- [Instructions for the task] When the word "horse" shows up in a line of the records below, copy that line.

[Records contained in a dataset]
== Segment start ==
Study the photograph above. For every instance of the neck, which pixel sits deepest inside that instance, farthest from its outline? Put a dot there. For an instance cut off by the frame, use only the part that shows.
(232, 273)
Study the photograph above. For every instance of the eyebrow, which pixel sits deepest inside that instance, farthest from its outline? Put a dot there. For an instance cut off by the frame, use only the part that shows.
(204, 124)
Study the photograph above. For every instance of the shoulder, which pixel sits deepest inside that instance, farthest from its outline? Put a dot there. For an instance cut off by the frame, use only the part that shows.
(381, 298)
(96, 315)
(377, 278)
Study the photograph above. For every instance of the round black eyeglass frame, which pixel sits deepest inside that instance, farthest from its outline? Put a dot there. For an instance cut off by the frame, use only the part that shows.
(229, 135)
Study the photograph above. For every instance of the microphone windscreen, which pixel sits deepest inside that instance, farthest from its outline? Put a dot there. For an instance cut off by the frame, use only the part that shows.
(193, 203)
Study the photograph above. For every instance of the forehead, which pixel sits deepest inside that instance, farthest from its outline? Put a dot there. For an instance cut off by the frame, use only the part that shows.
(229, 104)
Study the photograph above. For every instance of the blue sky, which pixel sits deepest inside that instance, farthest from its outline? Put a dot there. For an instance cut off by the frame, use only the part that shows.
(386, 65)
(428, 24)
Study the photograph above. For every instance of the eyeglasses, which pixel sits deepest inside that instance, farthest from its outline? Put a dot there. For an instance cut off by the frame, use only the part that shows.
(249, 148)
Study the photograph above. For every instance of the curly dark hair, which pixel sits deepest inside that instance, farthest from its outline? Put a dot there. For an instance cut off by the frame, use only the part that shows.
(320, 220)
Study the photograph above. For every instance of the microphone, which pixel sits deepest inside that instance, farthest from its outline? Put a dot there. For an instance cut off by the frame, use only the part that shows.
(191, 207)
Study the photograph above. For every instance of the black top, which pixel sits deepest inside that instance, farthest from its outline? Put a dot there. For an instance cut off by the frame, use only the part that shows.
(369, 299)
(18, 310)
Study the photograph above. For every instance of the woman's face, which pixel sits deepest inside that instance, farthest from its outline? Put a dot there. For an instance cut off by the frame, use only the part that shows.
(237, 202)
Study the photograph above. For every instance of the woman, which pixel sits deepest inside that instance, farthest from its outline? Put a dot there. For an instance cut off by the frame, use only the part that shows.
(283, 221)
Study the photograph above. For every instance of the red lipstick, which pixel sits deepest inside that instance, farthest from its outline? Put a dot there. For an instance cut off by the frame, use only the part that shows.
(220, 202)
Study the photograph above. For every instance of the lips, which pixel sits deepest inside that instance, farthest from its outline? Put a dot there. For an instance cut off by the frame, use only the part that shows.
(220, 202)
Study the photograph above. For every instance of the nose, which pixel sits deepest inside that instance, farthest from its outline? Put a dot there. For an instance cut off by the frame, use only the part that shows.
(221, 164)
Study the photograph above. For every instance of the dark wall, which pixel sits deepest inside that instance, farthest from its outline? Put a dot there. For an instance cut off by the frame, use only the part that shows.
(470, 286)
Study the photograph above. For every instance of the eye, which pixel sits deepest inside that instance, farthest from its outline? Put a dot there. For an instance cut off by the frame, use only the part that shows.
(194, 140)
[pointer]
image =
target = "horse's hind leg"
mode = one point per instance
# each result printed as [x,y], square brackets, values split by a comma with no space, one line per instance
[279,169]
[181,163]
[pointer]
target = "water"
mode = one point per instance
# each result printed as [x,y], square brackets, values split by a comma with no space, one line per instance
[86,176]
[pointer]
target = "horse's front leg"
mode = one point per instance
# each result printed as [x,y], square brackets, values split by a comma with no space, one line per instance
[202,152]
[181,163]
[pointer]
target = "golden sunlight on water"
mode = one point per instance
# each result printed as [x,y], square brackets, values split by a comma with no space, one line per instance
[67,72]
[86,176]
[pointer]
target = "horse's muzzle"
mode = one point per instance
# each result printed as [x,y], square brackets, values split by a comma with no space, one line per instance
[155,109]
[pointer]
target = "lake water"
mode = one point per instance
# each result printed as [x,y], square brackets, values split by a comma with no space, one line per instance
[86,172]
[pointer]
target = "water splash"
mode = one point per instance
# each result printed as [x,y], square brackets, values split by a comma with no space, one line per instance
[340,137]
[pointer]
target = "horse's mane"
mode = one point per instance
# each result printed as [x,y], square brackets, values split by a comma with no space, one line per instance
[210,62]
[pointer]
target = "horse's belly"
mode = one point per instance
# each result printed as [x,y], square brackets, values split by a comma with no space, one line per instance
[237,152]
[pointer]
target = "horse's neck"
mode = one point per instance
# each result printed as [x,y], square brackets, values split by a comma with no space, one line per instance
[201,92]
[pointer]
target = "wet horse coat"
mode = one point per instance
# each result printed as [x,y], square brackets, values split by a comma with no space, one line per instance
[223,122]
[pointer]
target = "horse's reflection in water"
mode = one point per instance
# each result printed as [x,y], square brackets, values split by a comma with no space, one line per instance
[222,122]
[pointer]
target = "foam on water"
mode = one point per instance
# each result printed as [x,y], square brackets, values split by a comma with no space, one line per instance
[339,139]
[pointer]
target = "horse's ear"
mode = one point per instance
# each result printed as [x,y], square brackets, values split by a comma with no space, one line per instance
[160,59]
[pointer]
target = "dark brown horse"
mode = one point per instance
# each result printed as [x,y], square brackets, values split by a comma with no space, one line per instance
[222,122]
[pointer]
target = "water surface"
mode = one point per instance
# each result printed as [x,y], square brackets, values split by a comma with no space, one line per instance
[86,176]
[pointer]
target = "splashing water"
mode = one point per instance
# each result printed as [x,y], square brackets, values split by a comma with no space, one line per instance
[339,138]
== Segment end ==
- [Exercise response]
target = "horse's hind leg"
target = "horse's front leg"
target = "horse's muzzle"
target = "horse's mane"
target = "horse's belly"
target = "horse's neck"
target = "wet horse coat"
target = "horse's reflection in water"
target = "horse's ear"
target = "dark brown horse"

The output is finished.